#### [TASK BRIEF]
Can you quote the records below in full, word for word?

[Begin DATA EXTRACT]

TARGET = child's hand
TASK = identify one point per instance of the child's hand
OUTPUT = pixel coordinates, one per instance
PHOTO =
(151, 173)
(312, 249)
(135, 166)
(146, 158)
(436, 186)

[End DATA EXTRACT]

#### [OUTPUT FOR THIS EXERCISE]
TARGET = child's hand
TASK = identify one point per instance of the child's hand
OUTPUT = pixel coordinates, one per instance
PHOTO =
(151, 173)
(312, 249)
(135, 166)
(146, 158)
(436, 186)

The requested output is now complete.